WRITTEN PROBLEM 1: From the rows below, extract every line that contains the word "dress" and reproduce each such line unchanged.

PASSAGE PROVIDED:
Ok, so here's my problem. This is the critical point of development of StarCalc. If I find a way to fit it in, then it might work all (if not, there's no point of continuing the whole)(at like 3 frames/s if it works), considering the timings I gave are the worst possible in each condition (the average would then be "X compare only" timing). The ways of improving the speed would be to :
- reduce number of searches per frame (now 25/frame, meaning all units searched in 8 frames)
- unroll the routine (that's no fun on memory, but can save a max of 196500 T states/frame over all timings)
- optimizing

You guys come in for the 3rd point. Any clock you can get saves 25*600 clocks overall. So 15000 T/clock removed. You have a relatively low amount of RAM (max ~1k), but still, and all the registers you may think of, even IX, IY and shadows and SP and R (except I, for interrupt speed regulation). You may change inputs and data structure.


Routine all in RAM

Data structure: Type (below 64=ground, upper=air),internal(7)
xcoordinate, ycoordinate, xtarget, ytarget, internal(4 bytes)

Timings: (400 units and 200 buildings, let's say all marines+turrets, so 600 searches)
-not in type search range
101+1200
780 600 T states (7.6 FPS)
-x compare only
101+2200
1 380 600 T states (4.3 FPS)
-x and y compare
101+3650
2 225 600 T states (2.6 FPS) (and that's only with target search)

GIVEN RECORDS:
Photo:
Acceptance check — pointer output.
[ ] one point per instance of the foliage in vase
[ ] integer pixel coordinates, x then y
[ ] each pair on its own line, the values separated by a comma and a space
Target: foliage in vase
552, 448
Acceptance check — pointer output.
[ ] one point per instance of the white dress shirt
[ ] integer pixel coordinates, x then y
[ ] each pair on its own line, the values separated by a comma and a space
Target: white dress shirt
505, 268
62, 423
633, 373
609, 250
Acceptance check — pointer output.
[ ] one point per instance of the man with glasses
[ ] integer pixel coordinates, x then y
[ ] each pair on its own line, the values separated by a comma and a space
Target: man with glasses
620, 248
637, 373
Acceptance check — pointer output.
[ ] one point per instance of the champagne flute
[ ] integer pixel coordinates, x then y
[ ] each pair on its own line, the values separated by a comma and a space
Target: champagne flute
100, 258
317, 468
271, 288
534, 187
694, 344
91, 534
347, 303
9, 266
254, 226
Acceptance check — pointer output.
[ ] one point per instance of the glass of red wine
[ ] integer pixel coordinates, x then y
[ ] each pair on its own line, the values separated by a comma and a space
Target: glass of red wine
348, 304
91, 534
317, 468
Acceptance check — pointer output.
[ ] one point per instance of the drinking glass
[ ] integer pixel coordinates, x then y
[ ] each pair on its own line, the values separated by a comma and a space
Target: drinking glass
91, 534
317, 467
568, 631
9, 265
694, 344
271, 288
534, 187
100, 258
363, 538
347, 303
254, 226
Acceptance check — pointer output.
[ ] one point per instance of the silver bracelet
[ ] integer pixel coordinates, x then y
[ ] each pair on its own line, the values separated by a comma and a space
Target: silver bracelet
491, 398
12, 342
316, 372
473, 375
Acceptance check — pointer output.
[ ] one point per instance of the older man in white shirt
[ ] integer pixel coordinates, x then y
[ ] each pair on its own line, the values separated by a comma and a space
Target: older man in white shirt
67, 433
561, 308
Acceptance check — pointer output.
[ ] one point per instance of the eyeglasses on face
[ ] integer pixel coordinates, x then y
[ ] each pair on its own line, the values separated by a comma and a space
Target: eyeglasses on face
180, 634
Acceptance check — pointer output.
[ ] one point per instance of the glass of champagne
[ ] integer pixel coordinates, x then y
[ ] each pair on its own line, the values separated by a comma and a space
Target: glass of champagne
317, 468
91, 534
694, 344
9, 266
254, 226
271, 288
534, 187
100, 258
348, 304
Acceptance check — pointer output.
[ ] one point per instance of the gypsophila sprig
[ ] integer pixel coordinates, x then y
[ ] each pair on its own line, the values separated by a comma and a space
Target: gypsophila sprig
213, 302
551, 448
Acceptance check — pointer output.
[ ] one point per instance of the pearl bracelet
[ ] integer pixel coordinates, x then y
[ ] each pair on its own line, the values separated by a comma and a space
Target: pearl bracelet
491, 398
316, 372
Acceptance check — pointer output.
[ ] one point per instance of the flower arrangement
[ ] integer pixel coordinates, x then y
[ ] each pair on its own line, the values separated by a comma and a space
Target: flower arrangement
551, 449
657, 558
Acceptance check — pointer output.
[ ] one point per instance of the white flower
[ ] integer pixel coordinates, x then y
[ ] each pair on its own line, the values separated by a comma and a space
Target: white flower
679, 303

WRITTEN PROBLEM 2: Carry on the forum post above about speeding up the StarCalc unit search routine, beginning after its final line.

EXERCISE OUTPUT 1:
[ ] one point per instance of the white dress shirt
Target: white dress shirt

EXERCISE OUTPUT 2:
Code:
;Inputs:
;  -(DE)    =xcoordinate byte of the unit that's searching a target
;  -C reg8  =range of search+2
;  -A reg8  =24 for all, 48 for air, 56 for ground
;  -(Start) =location to start search, because we search 25/frame only

;Range explanation:
;
;X * * * * Y * * *
;for Y to be in range of X, normal range (without the +2 offset) shall be 5, so input=7


Target_search:
        ld (loop+6),a;13
        ld HL,(Start)  ;16
        ld b,25        ;7
        push de        ;11
        exx            ;4
        pop de        ;10
        inc de        ;6
        exx            ;4
        ld (SaveSP),SP;20
        ld SP,8        ;10;intialize=101T
loop:   
        ld a,(HL)        ;7
        add hl,sp        ;11
        or a              ;4
        jr z,next_unit  ;12/7
        cp 64            ;7
        jr next_unit  ;12/7  ;smc effectued here for condition
        ld a,(de)        ;7  ;7        ;7        ;7
        sub a,(hl)      ;7  ;7-7=0(nc);7-3=4(nc);7-11=-4 /252 (carry)
        jr nc,$+2+2      ;12/7;jump      ;jump      ;not jump
        neg              ;8  ;          ;          ;+4
        cp C            ;4  ;cp 5 (r+2);cp 5      ;cp 5
        jr nc,next_unit+1;12/7;carry    ;carry    ;carry

        inc hl          ;6
        exx              ;4
        ld a,(DE)        ;7
        exx              ;4
        sub a,(hl)      ;7
        jr nc,$+2+2      ;12/7
        neg              ;8
        dec hl          ;6
        cp C            ;4
        call c,target_found;17/10
       
next_unit:
        add HL,SP        ;11
;repeat 25 times


Thanks in advance for your help!
whats your current datastructure?

whats the max number of units you'll need to fit and in how much ram? finally, how much ram does a unit currently take up for state storage?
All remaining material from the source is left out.